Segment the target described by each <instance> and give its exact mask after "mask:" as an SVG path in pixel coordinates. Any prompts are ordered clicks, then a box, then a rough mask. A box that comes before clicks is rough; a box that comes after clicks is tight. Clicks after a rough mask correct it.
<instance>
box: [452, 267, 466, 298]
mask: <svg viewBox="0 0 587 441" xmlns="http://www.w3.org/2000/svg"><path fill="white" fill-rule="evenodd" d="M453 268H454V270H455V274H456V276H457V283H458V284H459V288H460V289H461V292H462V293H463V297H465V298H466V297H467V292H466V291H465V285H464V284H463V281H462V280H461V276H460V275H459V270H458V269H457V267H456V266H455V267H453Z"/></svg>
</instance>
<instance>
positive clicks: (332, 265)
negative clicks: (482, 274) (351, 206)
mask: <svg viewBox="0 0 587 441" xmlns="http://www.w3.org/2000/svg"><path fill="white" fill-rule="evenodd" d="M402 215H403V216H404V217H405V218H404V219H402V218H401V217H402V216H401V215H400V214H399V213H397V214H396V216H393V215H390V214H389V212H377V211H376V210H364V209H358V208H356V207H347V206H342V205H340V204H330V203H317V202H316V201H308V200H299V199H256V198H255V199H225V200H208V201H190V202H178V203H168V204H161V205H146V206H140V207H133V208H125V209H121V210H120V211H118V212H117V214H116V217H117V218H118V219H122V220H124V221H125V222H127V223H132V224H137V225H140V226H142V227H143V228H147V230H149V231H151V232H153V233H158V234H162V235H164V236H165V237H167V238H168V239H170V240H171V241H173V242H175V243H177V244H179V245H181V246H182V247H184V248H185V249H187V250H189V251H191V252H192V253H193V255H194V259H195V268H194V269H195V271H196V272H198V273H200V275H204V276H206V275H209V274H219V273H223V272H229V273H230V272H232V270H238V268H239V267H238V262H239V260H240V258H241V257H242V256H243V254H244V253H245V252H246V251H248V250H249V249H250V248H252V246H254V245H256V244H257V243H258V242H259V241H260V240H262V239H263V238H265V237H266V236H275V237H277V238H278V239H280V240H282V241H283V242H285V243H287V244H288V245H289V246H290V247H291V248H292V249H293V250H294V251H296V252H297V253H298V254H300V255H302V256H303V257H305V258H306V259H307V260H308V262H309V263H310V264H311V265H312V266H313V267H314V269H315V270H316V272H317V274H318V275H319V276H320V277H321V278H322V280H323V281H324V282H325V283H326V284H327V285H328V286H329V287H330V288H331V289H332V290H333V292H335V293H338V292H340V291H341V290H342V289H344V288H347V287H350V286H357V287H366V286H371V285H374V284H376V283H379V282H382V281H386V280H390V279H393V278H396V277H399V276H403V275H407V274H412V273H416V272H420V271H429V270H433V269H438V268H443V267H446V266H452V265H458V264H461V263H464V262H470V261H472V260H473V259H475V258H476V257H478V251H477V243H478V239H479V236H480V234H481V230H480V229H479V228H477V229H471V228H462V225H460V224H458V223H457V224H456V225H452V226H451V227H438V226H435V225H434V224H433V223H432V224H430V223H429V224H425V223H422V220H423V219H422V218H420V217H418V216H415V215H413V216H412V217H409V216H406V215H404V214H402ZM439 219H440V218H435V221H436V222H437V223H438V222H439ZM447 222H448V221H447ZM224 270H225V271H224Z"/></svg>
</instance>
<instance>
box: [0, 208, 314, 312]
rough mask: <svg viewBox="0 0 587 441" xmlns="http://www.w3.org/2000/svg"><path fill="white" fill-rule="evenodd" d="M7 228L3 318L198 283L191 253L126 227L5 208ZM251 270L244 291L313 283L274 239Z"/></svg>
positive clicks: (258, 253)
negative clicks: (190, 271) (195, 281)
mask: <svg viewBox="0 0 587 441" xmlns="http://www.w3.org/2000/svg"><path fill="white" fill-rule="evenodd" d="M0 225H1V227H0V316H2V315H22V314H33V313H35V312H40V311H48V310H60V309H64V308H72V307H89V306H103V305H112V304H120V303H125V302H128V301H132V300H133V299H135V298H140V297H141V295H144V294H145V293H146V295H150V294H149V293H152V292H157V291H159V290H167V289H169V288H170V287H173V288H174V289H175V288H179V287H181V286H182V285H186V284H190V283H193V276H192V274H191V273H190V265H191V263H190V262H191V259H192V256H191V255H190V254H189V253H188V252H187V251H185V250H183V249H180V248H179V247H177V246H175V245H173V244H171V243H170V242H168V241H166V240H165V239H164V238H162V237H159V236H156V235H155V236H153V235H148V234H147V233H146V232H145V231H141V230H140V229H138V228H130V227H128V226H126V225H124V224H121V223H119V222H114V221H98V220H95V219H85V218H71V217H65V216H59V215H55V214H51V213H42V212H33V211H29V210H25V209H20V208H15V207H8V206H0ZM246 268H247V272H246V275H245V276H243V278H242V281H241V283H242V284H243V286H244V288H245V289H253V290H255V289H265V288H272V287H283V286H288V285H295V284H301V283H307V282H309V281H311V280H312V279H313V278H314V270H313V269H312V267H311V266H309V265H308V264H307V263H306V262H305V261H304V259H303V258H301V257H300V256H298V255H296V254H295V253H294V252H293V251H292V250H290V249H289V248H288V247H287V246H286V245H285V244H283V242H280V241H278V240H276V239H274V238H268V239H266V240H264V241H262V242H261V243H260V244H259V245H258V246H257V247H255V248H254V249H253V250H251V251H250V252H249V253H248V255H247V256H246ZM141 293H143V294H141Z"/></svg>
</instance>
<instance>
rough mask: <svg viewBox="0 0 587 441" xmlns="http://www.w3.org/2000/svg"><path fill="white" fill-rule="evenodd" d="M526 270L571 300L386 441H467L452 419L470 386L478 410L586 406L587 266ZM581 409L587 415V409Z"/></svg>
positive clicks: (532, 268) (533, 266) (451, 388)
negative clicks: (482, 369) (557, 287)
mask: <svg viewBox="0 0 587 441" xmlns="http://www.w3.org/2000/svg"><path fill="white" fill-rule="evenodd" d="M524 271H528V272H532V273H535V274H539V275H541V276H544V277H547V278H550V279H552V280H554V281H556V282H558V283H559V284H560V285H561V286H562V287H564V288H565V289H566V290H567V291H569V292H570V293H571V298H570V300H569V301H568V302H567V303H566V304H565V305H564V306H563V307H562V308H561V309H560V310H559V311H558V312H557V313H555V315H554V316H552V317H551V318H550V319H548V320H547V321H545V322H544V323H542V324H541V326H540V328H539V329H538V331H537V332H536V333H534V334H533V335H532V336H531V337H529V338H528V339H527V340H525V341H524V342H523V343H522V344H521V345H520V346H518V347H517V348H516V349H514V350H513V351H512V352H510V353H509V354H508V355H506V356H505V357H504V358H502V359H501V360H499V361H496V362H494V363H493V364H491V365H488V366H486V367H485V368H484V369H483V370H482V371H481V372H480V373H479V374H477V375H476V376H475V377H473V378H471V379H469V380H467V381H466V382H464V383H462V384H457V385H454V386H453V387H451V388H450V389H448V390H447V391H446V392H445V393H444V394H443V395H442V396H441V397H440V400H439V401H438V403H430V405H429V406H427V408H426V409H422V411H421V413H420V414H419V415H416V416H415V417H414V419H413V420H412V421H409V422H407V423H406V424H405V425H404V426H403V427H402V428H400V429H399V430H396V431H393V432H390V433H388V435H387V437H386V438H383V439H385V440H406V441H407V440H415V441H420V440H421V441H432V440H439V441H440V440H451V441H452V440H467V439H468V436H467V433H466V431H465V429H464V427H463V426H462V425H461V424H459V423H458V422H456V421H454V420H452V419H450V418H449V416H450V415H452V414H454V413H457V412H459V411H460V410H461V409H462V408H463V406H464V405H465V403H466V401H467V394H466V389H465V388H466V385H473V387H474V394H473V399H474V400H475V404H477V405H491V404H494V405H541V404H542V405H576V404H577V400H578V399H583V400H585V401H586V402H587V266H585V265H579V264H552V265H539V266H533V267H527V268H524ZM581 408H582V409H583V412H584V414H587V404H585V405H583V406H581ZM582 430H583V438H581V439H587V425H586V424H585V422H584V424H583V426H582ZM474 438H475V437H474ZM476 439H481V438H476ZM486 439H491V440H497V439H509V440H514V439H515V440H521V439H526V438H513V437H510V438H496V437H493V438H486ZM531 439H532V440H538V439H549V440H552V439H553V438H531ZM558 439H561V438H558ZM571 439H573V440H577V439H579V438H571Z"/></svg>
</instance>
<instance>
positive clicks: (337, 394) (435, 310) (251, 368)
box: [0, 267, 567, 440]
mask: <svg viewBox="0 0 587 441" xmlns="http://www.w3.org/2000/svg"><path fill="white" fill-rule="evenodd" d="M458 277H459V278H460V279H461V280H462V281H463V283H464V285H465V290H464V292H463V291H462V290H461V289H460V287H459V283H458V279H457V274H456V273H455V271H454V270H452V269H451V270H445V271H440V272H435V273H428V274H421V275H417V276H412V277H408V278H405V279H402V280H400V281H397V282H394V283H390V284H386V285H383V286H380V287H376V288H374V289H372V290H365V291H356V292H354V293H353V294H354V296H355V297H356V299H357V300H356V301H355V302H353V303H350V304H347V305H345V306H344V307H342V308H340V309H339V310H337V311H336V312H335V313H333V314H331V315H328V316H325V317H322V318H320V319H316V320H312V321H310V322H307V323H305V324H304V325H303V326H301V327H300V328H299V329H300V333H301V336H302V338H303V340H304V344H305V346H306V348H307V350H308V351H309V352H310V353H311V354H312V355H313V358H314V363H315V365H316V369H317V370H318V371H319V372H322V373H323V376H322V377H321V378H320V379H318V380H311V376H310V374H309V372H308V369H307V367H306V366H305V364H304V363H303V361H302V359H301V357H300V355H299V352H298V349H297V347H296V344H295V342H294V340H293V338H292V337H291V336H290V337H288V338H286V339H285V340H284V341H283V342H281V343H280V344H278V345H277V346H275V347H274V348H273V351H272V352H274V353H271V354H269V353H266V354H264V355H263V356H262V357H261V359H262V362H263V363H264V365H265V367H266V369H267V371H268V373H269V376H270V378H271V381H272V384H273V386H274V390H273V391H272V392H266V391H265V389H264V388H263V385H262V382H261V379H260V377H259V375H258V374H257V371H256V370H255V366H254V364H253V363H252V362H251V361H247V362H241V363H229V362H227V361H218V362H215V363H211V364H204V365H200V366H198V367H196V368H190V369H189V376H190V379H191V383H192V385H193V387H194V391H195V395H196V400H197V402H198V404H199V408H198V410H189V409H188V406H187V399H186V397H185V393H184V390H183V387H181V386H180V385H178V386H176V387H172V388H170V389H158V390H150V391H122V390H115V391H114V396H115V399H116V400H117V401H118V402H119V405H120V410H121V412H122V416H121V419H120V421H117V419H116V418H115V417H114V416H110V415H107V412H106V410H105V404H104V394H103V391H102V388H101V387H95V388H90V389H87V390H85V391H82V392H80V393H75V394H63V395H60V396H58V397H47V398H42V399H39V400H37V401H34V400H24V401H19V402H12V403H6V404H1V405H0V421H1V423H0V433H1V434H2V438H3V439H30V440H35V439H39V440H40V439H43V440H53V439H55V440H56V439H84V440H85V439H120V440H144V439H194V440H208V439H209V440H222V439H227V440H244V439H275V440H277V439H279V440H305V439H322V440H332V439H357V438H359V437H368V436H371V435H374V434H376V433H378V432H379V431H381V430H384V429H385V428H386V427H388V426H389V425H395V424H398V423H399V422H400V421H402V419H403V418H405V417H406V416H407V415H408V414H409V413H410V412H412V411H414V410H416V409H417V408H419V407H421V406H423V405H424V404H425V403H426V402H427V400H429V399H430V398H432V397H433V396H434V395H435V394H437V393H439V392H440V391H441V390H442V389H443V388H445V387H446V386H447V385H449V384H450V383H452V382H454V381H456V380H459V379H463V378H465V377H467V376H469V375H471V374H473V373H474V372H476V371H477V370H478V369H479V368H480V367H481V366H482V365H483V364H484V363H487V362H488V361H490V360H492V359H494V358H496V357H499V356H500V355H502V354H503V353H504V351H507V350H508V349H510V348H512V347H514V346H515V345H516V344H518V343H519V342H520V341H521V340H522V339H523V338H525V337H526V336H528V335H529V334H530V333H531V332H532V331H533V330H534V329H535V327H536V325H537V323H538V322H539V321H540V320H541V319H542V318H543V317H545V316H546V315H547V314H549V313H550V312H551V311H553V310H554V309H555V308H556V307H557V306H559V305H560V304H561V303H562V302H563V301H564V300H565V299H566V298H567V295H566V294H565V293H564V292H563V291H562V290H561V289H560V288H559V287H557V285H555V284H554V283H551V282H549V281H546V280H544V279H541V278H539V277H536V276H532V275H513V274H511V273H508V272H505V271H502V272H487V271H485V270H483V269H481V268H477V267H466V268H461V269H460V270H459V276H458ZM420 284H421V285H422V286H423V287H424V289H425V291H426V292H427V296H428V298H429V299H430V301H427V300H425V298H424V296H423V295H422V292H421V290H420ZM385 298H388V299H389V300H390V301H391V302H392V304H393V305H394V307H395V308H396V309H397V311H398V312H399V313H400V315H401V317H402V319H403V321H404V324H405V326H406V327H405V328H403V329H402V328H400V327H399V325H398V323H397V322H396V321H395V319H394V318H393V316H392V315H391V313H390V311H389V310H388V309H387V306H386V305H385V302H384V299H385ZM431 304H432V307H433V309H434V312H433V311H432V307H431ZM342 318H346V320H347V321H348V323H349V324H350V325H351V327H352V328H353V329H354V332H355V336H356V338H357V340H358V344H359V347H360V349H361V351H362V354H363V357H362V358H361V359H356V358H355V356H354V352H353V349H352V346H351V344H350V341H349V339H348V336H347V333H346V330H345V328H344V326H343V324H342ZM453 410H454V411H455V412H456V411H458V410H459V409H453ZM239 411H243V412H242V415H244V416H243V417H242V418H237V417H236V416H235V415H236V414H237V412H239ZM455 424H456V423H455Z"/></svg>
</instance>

### Problem:
Which lines in the listing above include the string "clicks"? Copy each of them.

### Solution to this exercise:
Segment the target described by each <instance> and give its exact mask after "mask:" as an SVG path in pixel coordinates. Any prompts are ordered clicks, then a box, then a rough mask. A box that comes before clicks is rough; a box that comes after clicks is tight. Clicks after a rough mask correct it.
positive clicks: (332, 265)
negative clicks: (482, 274) (351, 206)
positive clicks: (258, 253)
negative clicks: (190, 271) (195, 281)
positive clicks: (532, 268) (533, 266) (451, 388)
negative clicks: (482, 369) (557, 287)
positive clicks: (337, 394) (435, 310) (251, 368)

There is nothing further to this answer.